_Task item_
Reproduce the following entries exactly, leaving nothing out.
++++++++++
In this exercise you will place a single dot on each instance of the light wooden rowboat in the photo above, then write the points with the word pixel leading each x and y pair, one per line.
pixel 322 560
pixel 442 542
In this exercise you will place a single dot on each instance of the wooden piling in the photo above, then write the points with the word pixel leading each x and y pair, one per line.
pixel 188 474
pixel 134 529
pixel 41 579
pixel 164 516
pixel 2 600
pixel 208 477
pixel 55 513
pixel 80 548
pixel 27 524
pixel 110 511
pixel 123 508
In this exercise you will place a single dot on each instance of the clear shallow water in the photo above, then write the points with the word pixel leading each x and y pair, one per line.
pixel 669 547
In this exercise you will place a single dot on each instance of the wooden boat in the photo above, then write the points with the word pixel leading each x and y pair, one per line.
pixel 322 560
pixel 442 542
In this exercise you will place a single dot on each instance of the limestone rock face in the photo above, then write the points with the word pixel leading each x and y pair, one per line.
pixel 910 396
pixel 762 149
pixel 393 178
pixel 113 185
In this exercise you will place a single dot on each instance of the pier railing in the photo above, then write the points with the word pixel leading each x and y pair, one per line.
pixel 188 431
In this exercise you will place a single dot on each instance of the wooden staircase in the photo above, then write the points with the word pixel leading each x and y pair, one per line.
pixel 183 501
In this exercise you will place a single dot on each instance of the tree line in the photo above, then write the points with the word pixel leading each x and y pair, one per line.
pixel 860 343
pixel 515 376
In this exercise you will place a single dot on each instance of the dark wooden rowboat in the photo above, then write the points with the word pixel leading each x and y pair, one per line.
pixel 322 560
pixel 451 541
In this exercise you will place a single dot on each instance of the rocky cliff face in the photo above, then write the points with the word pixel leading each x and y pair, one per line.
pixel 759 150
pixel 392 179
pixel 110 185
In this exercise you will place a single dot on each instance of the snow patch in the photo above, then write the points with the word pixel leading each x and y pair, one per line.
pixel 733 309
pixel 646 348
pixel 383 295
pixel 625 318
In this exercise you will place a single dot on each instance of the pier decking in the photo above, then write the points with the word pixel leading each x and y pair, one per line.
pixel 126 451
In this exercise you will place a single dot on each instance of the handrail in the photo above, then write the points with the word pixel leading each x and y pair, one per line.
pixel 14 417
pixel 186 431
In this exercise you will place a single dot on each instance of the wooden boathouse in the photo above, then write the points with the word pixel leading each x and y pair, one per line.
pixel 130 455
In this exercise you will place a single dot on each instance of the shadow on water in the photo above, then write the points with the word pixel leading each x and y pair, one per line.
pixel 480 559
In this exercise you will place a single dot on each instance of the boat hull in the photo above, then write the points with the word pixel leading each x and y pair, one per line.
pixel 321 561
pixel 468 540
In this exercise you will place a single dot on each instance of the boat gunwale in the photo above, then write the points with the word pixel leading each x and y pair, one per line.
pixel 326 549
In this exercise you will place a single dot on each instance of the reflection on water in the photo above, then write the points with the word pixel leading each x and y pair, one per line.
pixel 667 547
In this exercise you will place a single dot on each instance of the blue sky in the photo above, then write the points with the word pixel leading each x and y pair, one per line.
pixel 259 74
++++++++++
_Task answer_
In this exercise you will place a single dot on each instance of the light wooden rowboat in the photo above, then write the points with the word pixel leading each x and y pair, one per line.
pixel 322 560
pixel 442 542
In this exercise you will place a single dot on each instance of the wooden piling in the photo above, then write the points with the word pixel leading each x and y pair, one per line.
pixel 188 474
pixel 134 529
pixel 41 579
pixel 164 516
pixel 2 600
pixel 208 477
pixel 55 513
pixel 80 548
pixel 27 524
pixel 110 511
pixel 123 508
In this exercise you will place a single dot on each instance of the clear shallow water in the photo above, then write the points with the word pixel leading each x and y pair, one per line.
pixel 669 547
In this exercise you will place a single dot on each instance of the wooden boat in the photo above, then write the points with the word pixel leading each x and y pair, one per line.
pixel 322 560
pixel 442 542
In this exercise you will place a single dot on each instance of the limestone rock face in the photo above, then write the points with the word pixel leading each x and y pair, one per line.
pixel 910 396
pixel 762 149
pixel 393 178
pixel 113 185
In this exercise you will place a single dot on each instance of the pier railing in the photo above, then write the points with the word pixel leading each x and y pair, one per line.
pixel 188 431
In this exercise you will place a single dot on each instance of the wooden staircase in the photo above, then write the points with the word pixel leading each x and y pair, one per line.
pixel 183 501
In this exercise you will place a single dot on each instance of the tree line in the photo above, then write the points with the word pixel leading each x and y pair, one per line.
pixel 860 343
pixel 515 376
In this exercise you will place a single dot on each instance of the dark wooden rowboat in the photo above, then write the points with the word pixel leading each x and y pair, one per line.
pixel 322 560
pixel 451 541
In this exercise you will place a single dot on each instance of the rocky cliff face in the photo above, then write the points with the word pixel leading each x and y pair, one per line.
pixel 759 150
pixel 392 179
pixel 110 185
In this exercise you will place a single dot on each instance of the snow patch in the photo above, then write the points with the word pixel leading each x and y pair, one per line.
pixel 733 309
pixel 646 348
pixel 383 295
pixel 625 318
In this exercise you will place a single dot on each instance of the pier decking in the photo above, then write the points with the word pixel leading each x and y pair, one per line.
pixel 126 451
In this exercise you will place a single dot on each instance of the handrail in the photo above, then write the points with the word pixel leading each x and y pair, one per line.
pixel 14 417
pixel 186 431
In this exercise you will place a single dot on each instance of the wooden boathouse in the photo above, then write the points with the word pixel leading each x and y pair, one per line.
pixel 130 455
In this exercise you will place a single dot on each instance of the shadow on water in the photo above, then write the points with the word pixel leading each x and y pair, one per line.
pixel 480 559
In this exercise you will place a single dot on each instance of the boat hull in the photo above, then write the points with the word pixel leading each x and y pair, one per line.
pixel 321 561
pixel 468 540
In this exercise you will place a single dot on each instance of the boat gunwale in the photo above, then write the points with the word pixel leading each x and y pair, one per line.
pixel 326 549
In this exercise you will place a single dot on each instance of the reflection on water in the photo above, then write the points with the word pixel leading each x and y pair, one per line.
pixel 667 547
In this exercise you will place a single dot on each instance of the blue sky in the photo above, then write the points with the word pixel leading each x and y pair, one per line.
pixel 259 74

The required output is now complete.